Stored items:
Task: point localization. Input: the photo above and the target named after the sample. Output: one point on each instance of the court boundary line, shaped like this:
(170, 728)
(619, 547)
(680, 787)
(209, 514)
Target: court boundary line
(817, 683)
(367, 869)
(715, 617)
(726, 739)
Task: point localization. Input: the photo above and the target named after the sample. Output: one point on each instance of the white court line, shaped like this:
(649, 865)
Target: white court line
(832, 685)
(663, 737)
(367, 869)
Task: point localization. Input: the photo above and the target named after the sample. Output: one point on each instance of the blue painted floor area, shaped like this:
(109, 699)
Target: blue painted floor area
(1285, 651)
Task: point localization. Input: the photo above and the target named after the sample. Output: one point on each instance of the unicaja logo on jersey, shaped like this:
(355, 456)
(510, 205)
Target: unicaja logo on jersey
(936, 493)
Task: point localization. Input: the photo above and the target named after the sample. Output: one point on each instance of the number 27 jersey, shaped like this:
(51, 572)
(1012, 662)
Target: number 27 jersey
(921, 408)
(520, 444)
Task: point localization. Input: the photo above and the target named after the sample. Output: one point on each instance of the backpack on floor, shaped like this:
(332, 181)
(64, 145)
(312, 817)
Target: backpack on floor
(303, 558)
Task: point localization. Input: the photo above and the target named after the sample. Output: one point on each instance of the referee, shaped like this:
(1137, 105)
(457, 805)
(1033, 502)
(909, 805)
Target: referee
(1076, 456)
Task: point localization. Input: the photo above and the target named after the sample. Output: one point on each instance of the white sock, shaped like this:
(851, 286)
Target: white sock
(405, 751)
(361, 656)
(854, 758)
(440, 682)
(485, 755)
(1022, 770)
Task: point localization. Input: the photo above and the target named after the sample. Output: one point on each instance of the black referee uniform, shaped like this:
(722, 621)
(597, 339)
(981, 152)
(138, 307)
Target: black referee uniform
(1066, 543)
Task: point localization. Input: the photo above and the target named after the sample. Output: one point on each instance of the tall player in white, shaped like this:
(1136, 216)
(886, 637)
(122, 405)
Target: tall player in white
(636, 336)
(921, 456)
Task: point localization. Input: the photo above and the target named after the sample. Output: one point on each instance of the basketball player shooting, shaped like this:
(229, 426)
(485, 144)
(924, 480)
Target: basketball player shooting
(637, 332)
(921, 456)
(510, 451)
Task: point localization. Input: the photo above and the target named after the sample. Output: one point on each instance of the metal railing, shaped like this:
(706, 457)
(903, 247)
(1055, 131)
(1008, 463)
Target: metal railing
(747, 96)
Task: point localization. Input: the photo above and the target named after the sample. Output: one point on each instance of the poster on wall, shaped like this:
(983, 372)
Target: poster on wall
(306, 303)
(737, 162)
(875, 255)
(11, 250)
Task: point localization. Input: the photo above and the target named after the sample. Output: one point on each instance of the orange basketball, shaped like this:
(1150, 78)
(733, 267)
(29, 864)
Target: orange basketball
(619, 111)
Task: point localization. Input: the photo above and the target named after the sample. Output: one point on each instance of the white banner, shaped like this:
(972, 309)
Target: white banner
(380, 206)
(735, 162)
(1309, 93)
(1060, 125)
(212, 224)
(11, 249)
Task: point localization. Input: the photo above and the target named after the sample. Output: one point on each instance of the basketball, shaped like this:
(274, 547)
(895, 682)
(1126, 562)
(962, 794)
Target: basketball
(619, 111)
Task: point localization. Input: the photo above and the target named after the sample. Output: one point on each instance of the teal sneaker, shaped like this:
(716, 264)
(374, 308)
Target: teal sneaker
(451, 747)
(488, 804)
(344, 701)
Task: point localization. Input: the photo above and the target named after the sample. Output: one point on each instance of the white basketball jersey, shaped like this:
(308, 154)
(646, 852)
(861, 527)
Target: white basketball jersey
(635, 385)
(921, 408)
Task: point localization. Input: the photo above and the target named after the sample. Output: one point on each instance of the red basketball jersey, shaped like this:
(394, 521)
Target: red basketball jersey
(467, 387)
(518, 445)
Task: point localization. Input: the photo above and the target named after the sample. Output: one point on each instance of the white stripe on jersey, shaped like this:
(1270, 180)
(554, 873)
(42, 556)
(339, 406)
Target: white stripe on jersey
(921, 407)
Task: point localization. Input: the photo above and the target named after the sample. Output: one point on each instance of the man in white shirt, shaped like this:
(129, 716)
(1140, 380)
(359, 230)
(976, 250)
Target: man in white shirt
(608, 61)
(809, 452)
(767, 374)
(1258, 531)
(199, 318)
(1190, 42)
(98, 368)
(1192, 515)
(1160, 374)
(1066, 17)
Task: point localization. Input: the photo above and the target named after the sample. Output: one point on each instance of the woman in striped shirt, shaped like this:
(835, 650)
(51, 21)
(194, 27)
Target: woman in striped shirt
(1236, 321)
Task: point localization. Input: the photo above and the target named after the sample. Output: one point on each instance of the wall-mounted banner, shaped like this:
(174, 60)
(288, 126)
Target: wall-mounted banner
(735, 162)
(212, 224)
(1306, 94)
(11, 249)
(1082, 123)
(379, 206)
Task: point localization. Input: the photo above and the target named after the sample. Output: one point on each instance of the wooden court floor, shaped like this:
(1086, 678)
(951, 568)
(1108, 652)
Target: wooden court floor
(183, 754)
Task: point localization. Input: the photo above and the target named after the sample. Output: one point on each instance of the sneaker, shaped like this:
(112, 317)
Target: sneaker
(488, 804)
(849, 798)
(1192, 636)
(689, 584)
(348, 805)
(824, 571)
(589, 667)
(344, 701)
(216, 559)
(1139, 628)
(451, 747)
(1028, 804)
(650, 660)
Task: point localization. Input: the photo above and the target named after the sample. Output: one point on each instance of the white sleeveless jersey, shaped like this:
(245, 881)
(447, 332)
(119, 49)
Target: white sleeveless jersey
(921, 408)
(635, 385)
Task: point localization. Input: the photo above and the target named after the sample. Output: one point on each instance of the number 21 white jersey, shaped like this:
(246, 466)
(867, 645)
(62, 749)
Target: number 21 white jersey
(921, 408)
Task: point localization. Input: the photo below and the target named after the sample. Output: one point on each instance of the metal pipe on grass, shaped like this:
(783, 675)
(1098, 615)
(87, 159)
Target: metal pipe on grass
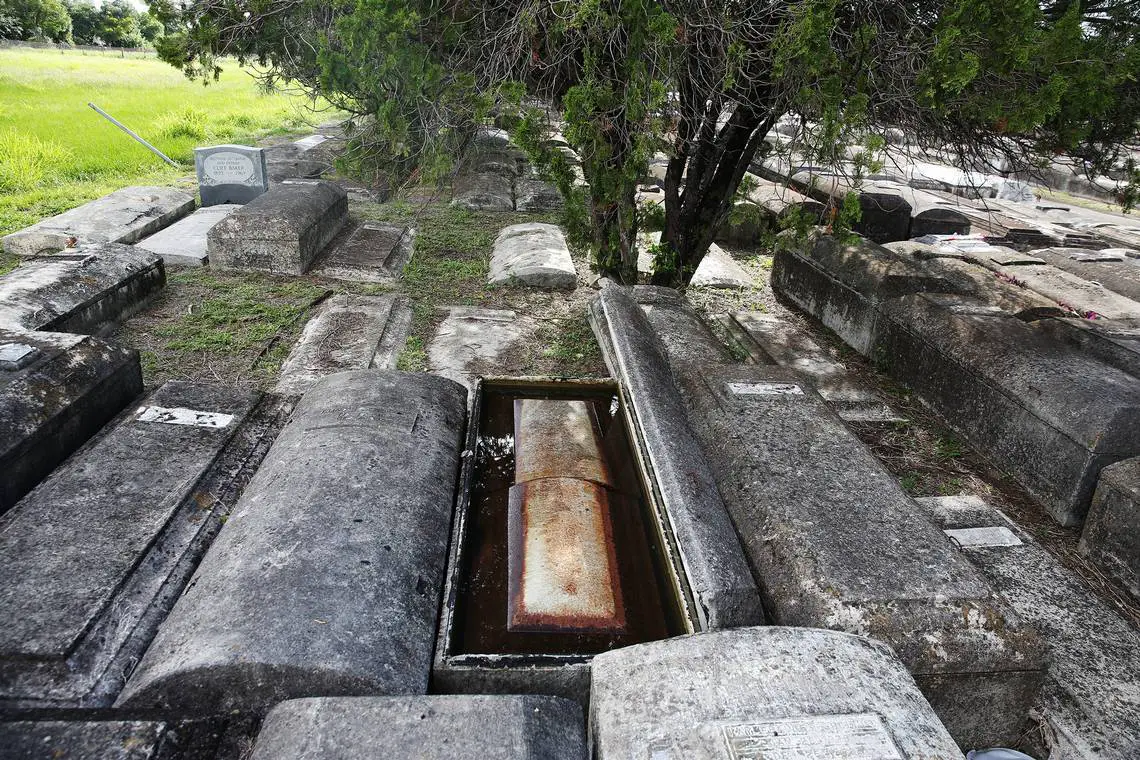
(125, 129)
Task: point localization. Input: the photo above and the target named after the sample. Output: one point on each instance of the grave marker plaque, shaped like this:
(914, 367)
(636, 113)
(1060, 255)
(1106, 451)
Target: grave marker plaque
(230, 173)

*INSTRUCTION*. Copy every row above word for word, but leave the pictures out.

*WRITTEN SOLUTION*.
Task: point localization. Input: the photo above and the target named after the sample. Output: one point on each instance of the court boundary line, shaped like this:
(170, 728)
(619, 547)
(680, 787)
(209, 514)
Target: court boundary line
(817, 683)
(367, 869)
(715, 617)
(726, 739)
Task: point localization. Input: the photo above and the target named after the sample. Output: one point on each instance of the white court line, shaped like this:
(649, 865)
Target: white court line
(832, 685)
(663, 737)
(367, 869)
Task: point localization. Input: the photo above and the target named after the sample. Output: one point on each instance of the blue painted floor area, shaped like this:
(109, 699)
Target: blue painted floor area
(1285, 651)
Task: point localization. Input: the photo above and the target named after the sample. Output: one point on each instance of the unicaja logo on jersey, shaped like this:
(355, 456)
(510, 205)
Target: unicaja logo on jersey
(936, 493)
Task: point localization. Input: the photo above and the target named after the sample. Output: one point on each instance of the number 27 jersey, shaped like this:
(51, 572)
(1012, 662)
Target: number 27 jersey
(921, 408)
(520, 444)
Task: point localization. Input: the photo above and the target named after the sample. Output: one point on each instance of the backpack on floor, shaped like this:
(332, 181)
(64, 145)
(312, 817)
Target: backpack on floor
(303, 558)
Task: point localization. Input: the photo above and the target named after the sample. Output: one point on each instance of the referee, shaped like this:
(1137, 105)
(457, 805)
(1033, 502)
(909, 805)
Target: referee
(1076, 456)
Task: point localization. Input: the photo above and the target named after the sample. Output: one point on each instance of the white sock, shaped like this:
(851, 286)
Target: white sock
(405, 751)
(361, 656)
(854, 758)
(440, 682)
(485, 755)
(1022, 770)
Task: point localization. Input: the photo above and the target named after the sample. Output: one point on each instance of the black referee uniform, shaped like this:
(722, 621)
(597, 339)
(981, 152)
(138, 307)
Target: black referee uniform
(1066, 543)
Task: point localization. Input: the photo above and the target named after the sample. Output: one point on each instance of the tall player in white, shaped like this:
(1136, 216)
(886, 637)
(122, 405)
Target: tall player in white
(636, 336)
(921, 456)
Task: point localization. Input: the photo above and the target named after the sample. Output: one point on each instance of the basketball player shooting, shaped like this:
(229, 426)
(485, 144)
(924, 480)
Target: basketball player shooting
(637, 332)
(921, 456)
(510, 451)
Task: point localization. Input: the photo above and the target named after the sample. Output: one point on each instance of the metal railing, shaped like this:
(706, 457)
(903, 247)
(1055, 131)
(1008, 463)
Target: metal railing
(747, 96)
Task: point localization. Input: the photo above and the target named after the sample. Output: one point on each instance of the poster on wall, shaped like this:
(983, 372)
Target: poster on wall
(306, 303)
(737, 162)
(875, 255)
(11, 250)
Task: point localization. Input: the photo above and the target named after the sample. Output: one point on each instance of the orange basketball, shaped like this:
(1150, 78)
(733, 267)
(29, 864)
Target: orange basketball
(619, 111)
Task: point localization. Input: the photo above and the target named after the sample. Output: one point on each instance of the white banner, shaped like this:
(972, 309)
Target: white banner
(380, 206)
(735, 162)
(1309, 93)
(1060, 125)
(212, 224)
(11, 249)
Task: point localization. Input: the photo above and the target named after the sample. Output: one point on each instance of the basketball, shaped like this:
(274, 547)
(895, 682)
(1126, 562)
(962, 794)
Target: basketball
(619, 111)
Task: point localization. Input: the photo above and the target named after the sample. Output: one point on each instance of the teal sneaker, shaped like this:
(716, 264)
(374, 308)
Target: teal sneaker
(451, 747)
(488, 804)
(344, 701)
Task: point localization. Input: the photo above and the target named after the sample. Output: one point on each instance of the white basketball jersey, shaped like this:
(308, 154)
(646, 852)
(861, 527)
Target: white basketball jersey
(635, 385)
(921, 408)
Task: point localization. Input: the photo above and the target named after the sample. Output: one point on each instance of the red basketball jersey, shaped like this:
(394, 521)
Target: red basketball jersey
(467, 387)
(518, 445)
Task: point localization. Input: the photo above and the target named after the sample. Output: one point on each instance of the white stripe on jersey, shaped like this:
(1270, 180)
(554, 873)
(42, 556)
(339, 406)
Target: white stripe on jersey
(921, 407)
Task: point localization. Input: the photo above and the target named after the sample. Output: one point on each instance of the man in white shirt, shaped like this:
(129, 716)
(1140, 380)
(359, 230)
(976, 250)
Target: man in white shirt
(608, 61)
(809, 452)
(767, 374)
(1258, 531)
(199, 318)
(1190, 42)
(98, 368)
(1192, 515)
(1160, 374)
(1066, 17)
Task: point localization. Input: the photo above and the target named after the sample. Output: one point on each instance of the woman in striped shirt, shaped like this:
(835, 650)
(51, 21)
(194, 27)
Target: woman in striped shirt
(1236, 321)
Task: point localization. Input: the photo above and the target named after the sample. Output: one point on each instance of the wall-mounted banner, shaped like this:
(174, 60)
(288, 126)
Target: wall-mounted banner
(735, 162)
(212, 224)
(1306, 94)
(11, 249)
(1082, 123)
(379, 206)
Task: point localization. Input: the photo above and the target named after the sample. Output: one point on each instance of the wooden court floor, shaped like this:
(1086, 678)
(951, 568)
(1108, 652)
Target: wooden court floor
(183, 754)
Task: point localization. Input: the photo above and the target named after the sample. Output: one point on each instance of the sneaker, shaped like this:
(112, 317)
Target: sneaker
(488, 804)
(849, 798)
(1192, 636)
(689, 584)
(348, 805)
(824, 571)
(589, 667)
(344, 701)
(216, 559)
(1139, 628)
(451, 747)
(1028, 804)
(650, 660)
Task: point localization. Input: the photo above and the target named after the sample. Output: one point on each instance of the white sleeveless jersey, shaped like this:
(245, 881)
(447, 332)
(119, 49)
Target: white sleeveless jersey
(921, 408)
(635, 385)
Task: point localization. Input: the photo above and the target named after the sample. Output: one point on each instance of the number 21 white jersey, shaped like this:
(246, 466)
(867, 645)
(62, 749)
Target: number 21 white jersey
(921, 408)
Task: point localization. Input: the photo below and the target named after the sample. Output: one point on each instance of the metal pipe on grass, shaped like this:
(783, 675)
(1098, 615)
(87, 159)
Target: metal pipe on grass
(125, 129)
Task: point localization. Input: the photo above and the target named after the sample. Output: one point on each instance of the grave marker plaque, shaped like this:
(914, 367)
(636, 113)
(1060, 255)
(1106, 451)
Target: grave marker plaque
(230, 173)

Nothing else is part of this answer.